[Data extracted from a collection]
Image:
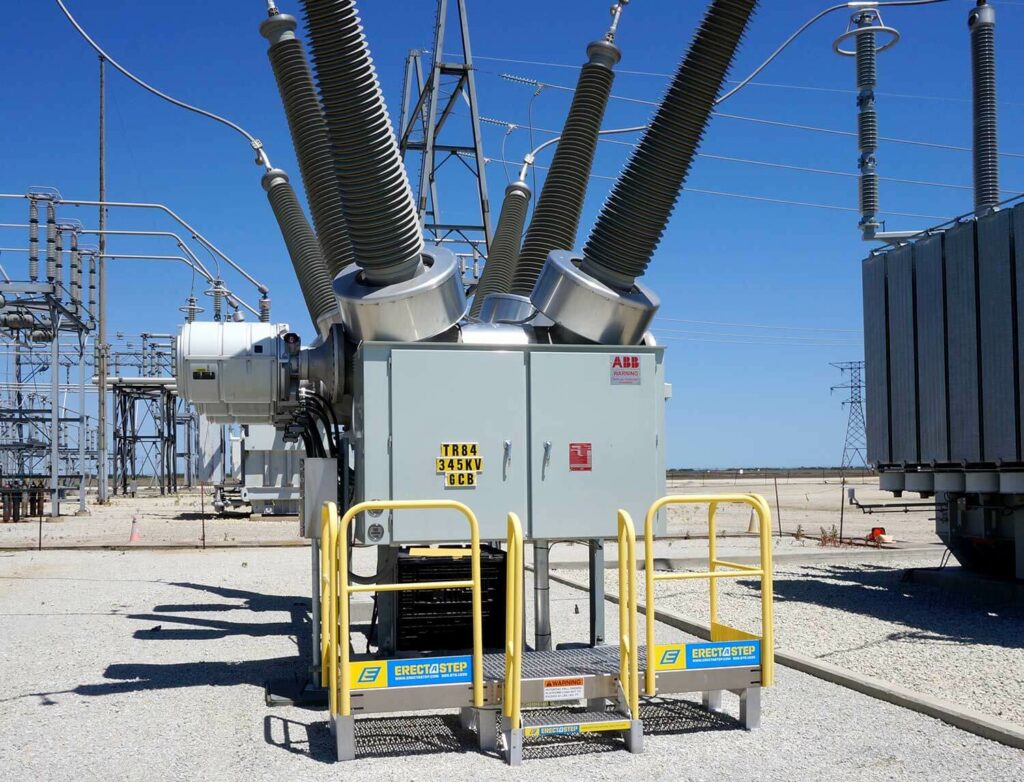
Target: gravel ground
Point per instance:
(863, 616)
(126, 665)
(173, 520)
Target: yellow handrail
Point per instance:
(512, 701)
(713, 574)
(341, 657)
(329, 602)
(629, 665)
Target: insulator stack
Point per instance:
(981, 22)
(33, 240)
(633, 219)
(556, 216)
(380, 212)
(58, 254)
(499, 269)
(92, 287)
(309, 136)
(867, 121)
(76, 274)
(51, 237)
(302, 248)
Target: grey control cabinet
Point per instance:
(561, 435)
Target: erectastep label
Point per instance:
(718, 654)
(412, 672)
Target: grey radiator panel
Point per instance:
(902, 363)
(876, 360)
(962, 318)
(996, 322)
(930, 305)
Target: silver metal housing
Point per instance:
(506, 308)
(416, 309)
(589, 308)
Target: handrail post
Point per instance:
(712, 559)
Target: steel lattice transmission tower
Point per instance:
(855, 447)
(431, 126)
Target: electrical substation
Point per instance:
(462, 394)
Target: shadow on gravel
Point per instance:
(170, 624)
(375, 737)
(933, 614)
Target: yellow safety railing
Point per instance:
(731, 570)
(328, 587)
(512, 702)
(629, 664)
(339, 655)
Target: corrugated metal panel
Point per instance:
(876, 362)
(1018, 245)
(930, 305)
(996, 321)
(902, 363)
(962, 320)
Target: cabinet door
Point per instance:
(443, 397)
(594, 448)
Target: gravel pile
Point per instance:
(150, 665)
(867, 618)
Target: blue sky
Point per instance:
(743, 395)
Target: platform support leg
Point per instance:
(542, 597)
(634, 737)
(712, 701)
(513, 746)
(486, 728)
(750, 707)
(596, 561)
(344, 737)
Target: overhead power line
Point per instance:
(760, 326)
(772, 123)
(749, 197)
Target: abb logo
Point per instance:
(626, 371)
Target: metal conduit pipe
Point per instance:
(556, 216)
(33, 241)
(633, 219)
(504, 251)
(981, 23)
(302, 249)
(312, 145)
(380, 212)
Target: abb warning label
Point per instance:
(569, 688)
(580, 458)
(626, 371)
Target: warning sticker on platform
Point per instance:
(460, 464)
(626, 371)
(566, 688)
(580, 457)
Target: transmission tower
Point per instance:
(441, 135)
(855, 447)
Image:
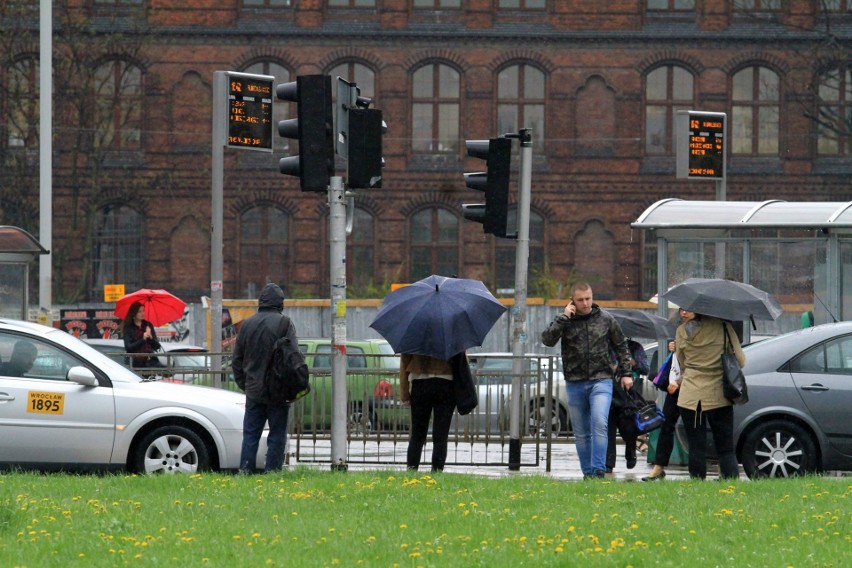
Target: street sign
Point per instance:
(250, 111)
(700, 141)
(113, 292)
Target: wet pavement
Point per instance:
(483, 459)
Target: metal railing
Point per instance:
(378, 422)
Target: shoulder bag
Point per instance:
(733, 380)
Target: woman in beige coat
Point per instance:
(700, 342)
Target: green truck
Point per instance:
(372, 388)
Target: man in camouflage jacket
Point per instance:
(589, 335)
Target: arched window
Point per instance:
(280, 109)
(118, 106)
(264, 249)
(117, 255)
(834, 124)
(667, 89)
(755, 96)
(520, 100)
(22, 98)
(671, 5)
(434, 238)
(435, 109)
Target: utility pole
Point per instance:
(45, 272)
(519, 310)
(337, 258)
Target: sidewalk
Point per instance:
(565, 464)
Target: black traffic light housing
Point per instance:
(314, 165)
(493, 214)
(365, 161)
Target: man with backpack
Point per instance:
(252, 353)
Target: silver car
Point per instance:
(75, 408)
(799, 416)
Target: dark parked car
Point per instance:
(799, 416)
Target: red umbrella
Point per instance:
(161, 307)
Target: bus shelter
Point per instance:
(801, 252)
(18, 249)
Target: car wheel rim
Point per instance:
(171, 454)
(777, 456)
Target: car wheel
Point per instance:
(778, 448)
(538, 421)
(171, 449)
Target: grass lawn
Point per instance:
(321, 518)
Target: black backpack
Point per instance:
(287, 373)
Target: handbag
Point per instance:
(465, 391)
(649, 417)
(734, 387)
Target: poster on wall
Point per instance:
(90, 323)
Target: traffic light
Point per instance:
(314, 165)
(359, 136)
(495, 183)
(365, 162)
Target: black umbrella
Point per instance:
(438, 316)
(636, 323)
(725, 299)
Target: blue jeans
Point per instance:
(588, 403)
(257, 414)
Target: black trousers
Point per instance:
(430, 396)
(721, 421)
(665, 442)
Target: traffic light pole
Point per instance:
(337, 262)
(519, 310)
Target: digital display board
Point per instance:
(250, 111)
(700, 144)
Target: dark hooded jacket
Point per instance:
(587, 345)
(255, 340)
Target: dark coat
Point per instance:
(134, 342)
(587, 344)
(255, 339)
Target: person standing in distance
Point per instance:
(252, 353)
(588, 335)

* * *

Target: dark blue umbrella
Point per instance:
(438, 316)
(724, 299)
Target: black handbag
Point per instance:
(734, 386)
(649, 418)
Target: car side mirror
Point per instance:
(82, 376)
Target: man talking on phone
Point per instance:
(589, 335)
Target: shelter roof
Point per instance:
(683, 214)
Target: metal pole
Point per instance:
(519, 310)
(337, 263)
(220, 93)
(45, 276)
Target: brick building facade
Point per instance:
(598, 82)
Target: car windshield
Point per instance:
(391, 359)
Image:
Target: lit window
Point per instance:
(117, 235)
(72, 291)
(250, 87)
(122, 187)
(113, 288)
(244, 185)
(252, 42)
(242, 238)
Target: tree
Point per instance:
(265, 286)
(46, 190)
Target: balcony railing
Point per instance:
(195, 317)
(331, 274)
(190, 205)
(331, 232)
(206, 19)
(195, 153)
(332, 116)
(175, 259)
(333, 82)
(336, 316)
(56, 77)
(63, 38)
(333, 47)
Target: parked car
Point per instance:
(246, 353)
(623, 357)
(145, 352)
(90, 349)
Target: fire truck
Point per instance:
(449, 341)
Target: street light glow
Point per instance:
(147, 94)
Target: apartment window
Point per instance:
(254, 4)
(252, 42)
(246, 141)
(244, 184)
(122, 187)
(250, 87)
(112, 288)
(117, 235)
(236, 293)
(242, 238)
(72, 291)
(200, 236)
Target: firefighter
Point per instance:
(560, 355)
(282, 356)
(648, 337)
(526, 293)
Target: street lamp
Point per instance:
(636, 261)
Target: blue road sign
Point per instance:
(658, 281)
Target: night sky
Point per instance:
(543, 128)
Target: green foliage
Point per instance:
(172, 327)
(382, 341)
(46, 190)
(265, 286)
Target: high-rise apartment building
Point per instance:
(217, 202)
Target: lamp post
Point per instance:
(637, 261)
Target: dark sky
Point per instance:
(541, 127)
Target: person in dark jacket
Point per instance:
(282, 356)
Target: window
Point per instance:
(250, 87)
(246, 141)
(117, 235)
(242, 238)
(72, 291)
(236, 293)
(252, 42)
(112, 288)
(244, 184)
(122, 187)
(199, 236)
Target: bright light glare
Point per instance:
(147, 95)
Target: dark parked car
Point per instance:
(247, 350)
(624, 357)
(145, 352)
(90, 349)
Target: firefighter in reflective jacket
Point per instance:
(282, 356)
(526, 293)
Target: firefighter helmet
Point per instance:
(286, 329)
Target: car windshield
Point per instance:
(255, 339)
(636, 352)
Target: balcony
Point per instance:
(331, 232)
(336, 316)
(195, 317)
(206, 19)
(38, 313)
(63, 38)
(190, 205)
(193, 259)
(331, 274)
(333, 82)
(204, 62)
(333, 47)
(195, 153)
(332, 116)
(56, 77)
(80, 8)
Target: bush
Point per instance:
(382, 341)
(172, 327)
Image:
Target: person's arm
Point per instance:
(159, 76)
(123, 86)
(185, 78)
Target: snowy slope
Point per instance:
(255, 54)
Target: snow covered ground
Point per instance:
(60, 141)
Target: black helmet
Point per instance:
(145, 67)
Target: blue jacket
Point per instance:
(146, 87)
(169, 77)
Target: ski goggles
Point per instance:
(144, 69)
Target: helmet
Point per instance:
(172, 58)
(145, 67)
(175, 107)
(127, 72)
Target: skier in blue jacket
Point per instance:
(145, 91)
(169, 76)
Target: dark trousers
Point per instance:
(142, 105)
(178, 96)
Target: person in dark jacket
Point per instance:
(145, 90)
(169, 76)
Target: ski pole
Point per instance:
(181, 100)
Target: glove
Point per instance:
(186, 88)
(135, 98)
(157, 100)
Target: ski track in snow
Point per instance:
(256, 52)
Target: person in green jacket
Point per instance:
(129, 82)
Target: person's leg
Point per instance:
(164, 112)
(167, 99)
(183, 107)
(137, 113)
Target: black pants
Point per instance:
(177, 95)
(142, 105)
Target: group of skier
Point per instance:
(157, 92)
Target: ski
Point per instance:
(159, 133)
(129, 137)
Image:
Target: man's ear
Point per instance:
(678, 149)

- **Task goal**
Above are the entries. Copy exactly the part that opens with the line containing "Target: high-rise apartment building" and closes with the line containing "Target: person in green jacket", and no more.

- **Result of this task**
Target: high-rise apartment building
Point per instance:
(217, 202)
Target: lamp post
Point per instance:
(637, 261)
Target: dark sky
Point per instance:
(541, 127)
Target: person in dark jacket
Point per instance:
(282, 356)
Target: window
Point per instance:
(250, 87)
(246, 141)
(117, 235)
(242, 238)
(72, 291)
(236, 293)
(252, 42)
(112, 288)
(244, 184)
(122, 187)
(199, 236)
Target: bright light glare
Point per instance:
(147, 95)
Target: dark parked car
Point per instance:
(247, 350)
(624, 357)
(145, 352)
(90, 349)
Target: firefighter in reflective jacket
Point per instance:
(282, 356)
(526, 293)
Target: firefighter helmet
Point per instance:
(286, 329)
Target: car windshield
Point per instance:
(255, 339)
(636, 352)
Target: balcony
Point per instance:
(331, 232)
(336, 316)
(195, 317)
(206, 19)
(38, 313)
(63, 38)
(190, 205)
(193, 259)
(331, 274)
(333, 82)
(204, 62)
(333, 47)
(195, 153)
(332, 116)
(56, 77)
(80, 8)
Target: bush
Point per instance:
(382, 341)
(172, 327)
Image:
Target: person's arm
Point per instance:
(159, 76)
(123, 86)
(185, 78)
Target: snowy slope
Point per instance:
(255, 54)
Target: snow covered ground
Point per instance:
(60, 141)
Target: black helmet
Point per instance:
(145, 67)
Target: blue jacket
Point per instance:
(146, 87)
(169, 77)
Target: ski goggles
Point per instance:
(144, 69)
Target: helmet
Point per instance:
(172, 58)
(145, 67)
(175, 107)
(127, 72)
Target: skier in blue jacket
Point per instance:
(145, 91)
(169, 76)
Target: dark trousers
Point per instance:
(142, 105)
(178, 96)
Target: person in dark jacket
Point per instance:
(145, 90)
(169, 76)
Target: ski pole
Point per instance:
(181, 100)
Target: glove
Point per instance:
(186, 88)
(135, 98)
(157, 100)
Target: ski track in snow
Point per instance:
(256, 52)
Target: person in green jacket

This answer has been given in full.